**実施する作業**.
[A] 提供文によると、洗濯兼脱水槽内の衣類の量が多い場合、衣類のしわは主にどの力で伸ばされるか。
[B] 提供文のうち、「高速の風を衣類に当てることに」から「は(1)の力について考える。」までを、両端の語句も含めてそのまま書き写してください。
***** 提供文 *****
高速の風を衣類に当てることにより、衣類のしわが減少する理由について図9を用いて述べる。図9(a)はノズル32dから出た高速の風41が衣類に当たった時の模式図である。ここでは、衣類の背面に他の衣類がある場合を示している。風が衣類に当たると、衣類には風で押し広げられる力(矢印(1))と、衣類に当たった後流れ方向を変え衣類表面に沿って流れる風で左右に引っ張られる力(矢印(2))が作用する。この(1)と(2)の力で衣類のしわは伸ばされる。洗濯兼脱水槽3内の衣類の量が多い場合は、直接風が当たる衣類の周囲に他の衣類が多く自由に動きにくいため、主に(1)の力でしわが伸ばされる。衣類の量が少ない場合は、衣類が自由に動き、風が当たった衣類は風の流れ方向に押されながら吹き流しのようになり、衣類表面に沿って流れる風による(2)の力も作用ししわが伸ばされる。衣類の量が少ない場合は、乾燥中に衣類が広がりやすく、しわが発生しにくいので、ここでは(1)の力について考える。
***** 提供資料 *****
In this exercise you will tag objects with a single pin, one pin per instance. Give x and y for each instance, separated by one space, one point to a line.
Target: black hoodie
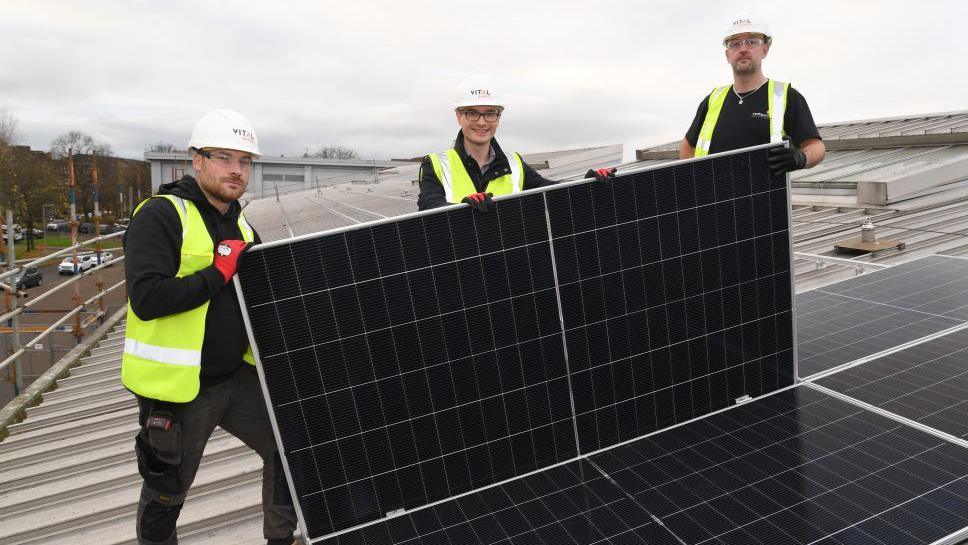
152 249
*****
**各作業の回答**.
[A] 風で押し広げられる力(矢印(1))

[B]
高速の風を衣類に当てることにより、衣類のしわが減少する理由について図9を用いて述べる。図9(a)はノズル32dから出た高速の風41が衣類に当たった時の模式図である。ここでは、衣類の背面に他の衣類がある場合を示している。風が衣類に当たると、衣類には風で押し広げられる力(矢印(1))と、衣類に当たった後流れ方向を変え衣類表面に沿って流れる風で左右に引っ張られる力(矢印(2))が作用する。この(1)と(2)の力で衣類のしわは伸ばされる。洗濯兼脱水槽3内の衣類の量が多い場合は、直接風が当たる衣類の周囲に他の衣類が多く自由に動きにくいため、主に(1)の力でしわが伸ばされる。衣類の量が少ない場合は、衣類が自由に動き、風が当たった衣類は風の流れ方向に押されながら吹き流しのようになり、衣類表面に沿って流れる風による(2)の力も作用ししわが伸ばされる。衣類の量が少ない場合は、乾燥中に衣類が広がりやすく、しわが発生しにくいので、ここでは(1)の力について考える。